▸ PROMPT:
Your job is to restate each entry word for word.

▸ INFORMATION SHOWN:
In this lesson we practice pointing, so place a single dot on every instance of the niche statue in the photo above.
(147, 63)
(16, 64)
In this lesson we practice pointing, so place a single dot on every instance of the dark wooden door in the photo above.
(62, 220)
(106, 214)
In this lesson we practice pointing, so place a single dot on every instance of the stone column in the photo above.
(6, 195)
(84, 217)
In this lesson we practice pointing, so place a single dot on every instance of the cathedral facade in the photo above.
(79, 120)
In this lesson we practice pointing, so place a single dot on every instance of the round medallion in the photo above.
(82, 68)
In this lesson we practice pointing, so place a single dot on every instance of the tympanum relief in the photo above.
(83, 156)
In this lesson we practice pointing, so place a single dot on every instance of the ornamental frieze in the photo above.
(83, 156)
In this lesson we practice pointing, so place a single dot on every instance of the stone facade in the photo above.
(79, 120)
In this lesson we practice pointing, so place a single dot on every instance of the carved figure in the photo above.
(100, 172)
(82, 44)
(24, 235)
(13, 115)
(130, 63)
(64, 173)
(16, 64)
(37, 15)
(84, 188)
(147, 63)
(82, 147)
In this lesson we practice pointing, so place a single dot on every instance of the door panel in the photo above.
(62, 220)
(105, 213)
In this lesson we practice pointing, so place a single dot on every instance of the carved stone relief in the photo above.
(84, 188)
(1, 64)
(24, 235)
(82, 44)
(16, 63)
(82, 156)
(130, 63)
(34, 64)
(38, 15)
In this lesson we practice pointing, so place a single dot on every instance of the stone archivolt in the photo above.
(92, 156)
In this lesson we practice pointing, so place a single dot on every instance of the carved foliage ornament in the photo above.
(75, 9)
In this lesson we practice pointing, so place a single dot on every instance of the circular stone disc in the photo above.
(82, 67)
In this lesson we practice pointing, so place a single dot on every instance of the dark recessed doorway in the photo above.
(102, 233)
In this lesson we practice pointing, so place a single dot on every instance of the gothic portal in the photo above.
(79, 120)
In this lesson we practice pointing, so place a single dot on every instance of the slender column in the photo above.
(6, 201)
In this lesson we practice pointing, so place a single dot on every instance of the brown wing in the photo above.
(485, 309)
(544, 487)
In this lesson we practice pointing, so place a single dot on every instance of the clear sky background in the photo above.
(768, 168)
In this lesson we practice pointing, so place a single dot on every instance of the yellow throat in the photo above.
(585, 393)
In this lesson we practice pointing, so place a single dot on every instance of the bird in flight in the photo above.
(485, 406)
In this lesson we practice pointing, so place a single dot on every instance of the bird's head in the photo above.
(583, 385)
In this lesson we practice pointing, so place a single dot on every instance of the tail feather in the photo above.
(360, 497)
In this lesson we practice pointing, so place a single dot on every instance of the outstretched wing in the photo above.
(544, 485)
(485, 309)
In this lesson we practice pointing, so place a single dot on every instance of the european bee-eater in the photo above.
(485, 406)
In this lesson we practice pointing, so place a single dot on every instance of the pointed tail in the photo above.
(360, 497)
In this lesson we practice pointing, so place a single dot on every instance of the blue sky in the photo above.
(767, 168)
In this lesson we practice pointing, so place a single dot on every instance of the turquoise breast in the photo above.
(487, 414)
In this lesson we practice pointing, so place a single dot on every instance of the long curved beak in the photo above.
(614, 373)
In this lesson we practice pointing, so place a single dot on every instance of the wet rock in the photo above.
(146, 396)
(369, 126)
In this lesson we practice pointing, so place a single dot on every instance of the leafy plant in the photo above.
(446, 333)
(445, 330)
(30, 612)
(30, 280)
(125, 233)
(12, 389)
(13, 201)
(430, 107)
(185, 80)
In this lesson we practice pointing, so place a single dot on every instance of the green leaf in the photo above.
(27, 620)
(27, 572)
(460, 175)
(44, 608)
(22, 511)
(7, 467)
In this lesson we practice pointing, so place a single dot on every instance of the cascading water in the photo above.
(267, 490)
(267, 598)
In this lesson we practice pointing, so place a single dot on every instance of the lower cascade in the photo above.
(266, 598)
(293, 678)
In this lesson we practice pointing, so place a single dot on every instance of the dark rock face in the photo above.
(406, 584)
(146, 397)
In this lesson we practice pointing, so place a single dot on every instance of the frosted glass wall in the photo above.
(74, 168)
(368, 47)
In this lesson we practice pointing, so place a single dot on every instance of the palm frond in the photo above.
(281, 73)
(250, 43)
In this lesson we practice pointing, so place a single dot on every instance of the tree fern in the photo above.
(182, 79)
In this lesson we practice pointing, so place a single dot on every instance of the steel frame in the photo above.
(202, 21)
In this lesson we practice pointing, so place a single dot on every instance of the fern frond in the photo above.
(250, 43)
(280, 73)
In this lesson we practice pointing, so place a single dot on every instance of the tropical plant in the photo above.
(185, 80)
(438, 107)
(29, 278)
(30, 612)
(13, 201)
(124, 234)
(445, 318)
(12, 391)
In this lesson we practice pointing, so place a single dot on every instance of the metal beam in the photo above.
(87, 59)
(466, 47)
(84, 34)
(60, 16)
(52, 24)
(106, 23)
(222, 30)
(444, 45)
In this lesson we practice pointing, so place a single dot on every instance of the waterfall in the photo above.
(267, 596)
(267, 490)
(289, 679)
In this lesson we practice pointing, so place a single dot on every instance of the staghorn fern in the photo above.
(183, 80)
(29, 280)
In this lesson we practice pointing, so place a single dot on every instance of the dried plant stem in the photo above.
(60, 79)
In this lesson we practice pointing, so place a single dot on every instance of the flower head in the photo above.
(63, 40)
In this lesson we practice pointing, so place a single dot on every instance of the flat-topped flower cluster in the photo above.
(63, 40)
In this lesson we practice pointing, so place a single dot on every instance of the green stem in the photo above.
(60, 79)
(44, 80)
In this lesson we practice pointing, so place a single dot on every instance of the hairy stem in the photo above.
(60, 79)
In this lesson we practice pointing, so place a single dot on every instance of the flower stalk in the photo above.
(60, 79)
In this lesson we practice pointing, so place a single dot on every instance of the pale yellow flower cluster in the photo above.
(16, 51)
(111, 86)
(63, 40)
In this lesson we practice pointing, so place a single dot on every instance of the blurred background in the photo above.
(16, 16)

▸ ANSWER TO THE EXERCISE:
In this lesson we practice pointing, so place a single dot on every instance of the niche statue in the photo above.
(147, 63)
(16, 64)
In this lesson we practice pointing, so place a single dot on every instance of the dark wooden door in the photo above.
(62, 220)
(106, 214)
In this lesson we practice pointing, so place a single dot on every instance of the stone column in the photo above.
(6, 195)
(84, 217)
In this lesson we practice pointing, so place a single dot on every instance of the cathedral facade in the photo above.
(79, 120)
In this lesson we practice pointing, so place a single dot on every instance of the round medallion in the photo above.
(82, 68)
In this lesson we practice pointing, so place a single dot on every instance of the tympanum relief in the photo above.
(83, 156)
In this lesson we practice pointing, so place a single dot on every instance of the ornamental frieze in the photo above.
(83, 156)
In this lesson we practice pointing, so place a single dot on every instance of the stone facade in the photo above.
(79, 120)
In this lesson we practice pointing, so place a single dot on every instance of the carved figure in the photo above.
(100, 172)
(82, 44)
(24, 235)
(13, 115)
(130, 63)
(64, 173)
(16, 64)
(37, 15)
(84, 188)
(147, 63)
(82, 147)
In this lesson we practice pointing, so place a single dot on every instance of the door panel in the photo above.
(62, 220)
(105, 213)
In this lesson we practice pointing, so place a single dot on every instance of the carved stone relief in the photo above.
(84, 188)
(1, 64)
(24, 235)
(82, 44)
(16, 63)
(82, 156)
(130, 63)
(34, 64)
(38, 15)
In this lesson we practice pointing, so place a single dot on every instance of the stone archivolt in the photo above.
(92, 156)
In this lesson we practice pointing, so place a single dot on every instance of the carved foliage ornament in the photo above.
(75, 9)
In this lesson we practice pointing, so place a single dot on every instance of the circular stone disc in the photo above.
(82, 67)
In this lesson we practice pointing, so place a single dot on every instance of the dark recessed doorway in the photo above.
(102, 233)
In this lesson we practice pointing, so place a single dot on every instance of the gothic portal in the photo above.
(79, 120)
In this lesson we practice pointing, so place a single dot on every instance of the slender column in the photo above.
(6, 201)
In this lesson we practice pointing, so place a single dot on every instance of the brown wing in the photo above.
(485, 309)
(544, 487)
In this lesson we practice pointing, so place a single dot on every instance of the clear sky background in the photo above.
(768, 168)
In this lesson we practice pointing, so place a single dot on every instance of the yellow throat in the photo above.
(585, 393)
In this lesson we practice pointing, so place a single dot on every instance of the bird in flight in the photo above.
(485, 406)
In this lesson we practice pointing, so place a single dot on every instance of the bird's head in the photo above.
(583, 385)
In this lesson we practice pointing, so place a single dot on every instance of the tail feather in the photo above.
(360, 497)
In this lesson we practice pointing, so place a single dot on every instance of the outstretched wing in the photo above.
(544, 485)
(485, 309)
In this lesson we practice pointing, so place a single dot on every instance of the european bee-eater in the photo above.
(485, 406)
In this lesson we practice pointing, so place a single dot on every instance of the pointed tail in the photo above.
(360, 497)
In this lesson we practice pointing, so place a single dot on every instance of the blue sky in the photo above.
(767, 168)
In this lesson we practice pointing, so place a single dot on every instance of the turquoise breast in the photo above.
(487, 414)
In this lesson we practice pointing, so place a single dot on every instance of the long curved beak in the photo above.
(614, 373)
In this lesson we practice pointing, so place a single dot on every instance of the wet rock in the photo above.
(146, 396)
(369, 126)
In this lesson we practice pointing, so place a single dot on every instance of the leafy plant in the photo above.
(446, 333)
(445, 330)
(30, 612)
(30, 280)
(125, 233)
(12, 389)
(13, 201)
(430, 107)
(185, 80)
In this lesson we practice pointing, so place a single dot on every instance of the green leaf in the photo above.
(27, 620)
(27, 572)
(460, 175)
(44, 608)
(22, 511)
(7, 467)
In this lesson we practice pointing, so place a single dot on every instance of the cascading water in the photo above.
(267, 490)
(267, 598)
In this lesson we practice pointing, so place a single dot on every instance of the lower cascade in the photo above.
(266, 598)
(293, 678)
In this lesson we practice pointing, so place a single dot on every instance of the dark rock face in the photo above.
(406, 584)
(146, 397)
In this lesson we practice pointing, so place a single dot on every instance of the frosted glass wall in the photo above.
(74, 168)
(368, 47)
In this lesson we practice pointing, so place a single dot on every instance of the palm frond in the photo above.
(281, 73)
(250, 43)
In this lesson we practice pointing, so place a single dot on every instance of the tree fern in the photo above.
(182, 79)
In this lesson we practice pointing, so place a single dot on every instance of the steel frame in the photo above.
(202, 21)
In this lesson we practice pointing, so place a single dot on every instance of the fern frond in the photo above.
(250, 43)
(280, 73)
In this lesson we practice pointing, so place a single dot on every instance of the tropical plant in the photo above.
(185, 80)
(438, 107)
(29, 278)
(30, 612)
(13, 201)
(124, 234)
(445, 318)
(12, 391)
In this lesson we practice pointing, so place a single dot on every instance of the metal beam in the photo above.
(87, 59)
(466, 47)
(84, 34)
(60, 16)
(52, 24)
(106, 23)
(222, 30)
(444, 45)
In this lesson we practice pointing, so place a single dot on every instance of the waterfall in the photo above.
(267, 596)
(267, 490)
(289, 679)
In this lesson we practice pointing, so place a single dot on every instance of the staghorn fern in the photo above.
(183, 80)
(29, 280)
In this lesson we practice pointing, so place a single dot on every instance of the dried plant stem in the photo above.
(60, 79)
In this lesson we practice pointing, so place a single dot on every instance of the flower head in the photo above.
(63, 40)
In this lesson we practice pointing, so place a single dot on every instance of the flat-topped flower cluster in the photo above.
(63, 40)
In this lesson we practice pointing, so place a single dot on every instance of the green stem in the photo above.
(60, 79)
(44, 80)
In this lesson we practice pointing, so place a single dot on every instance of the hairy stem in the photo above.
(60, 79)
In this lesson we practice pointing, so place a single dot on every instance of the flower stalk in the photo above.
(60, 79)
In this lesson we practice pointing, so place a single dot on every instance of the pale yellow flower cluster in the photo above.
(16, 51)
(111, 86)
(63, 40)
In this lesson we practice pointing, so place a single dot on every instance of the blurred background in the photo above.
(16, 16)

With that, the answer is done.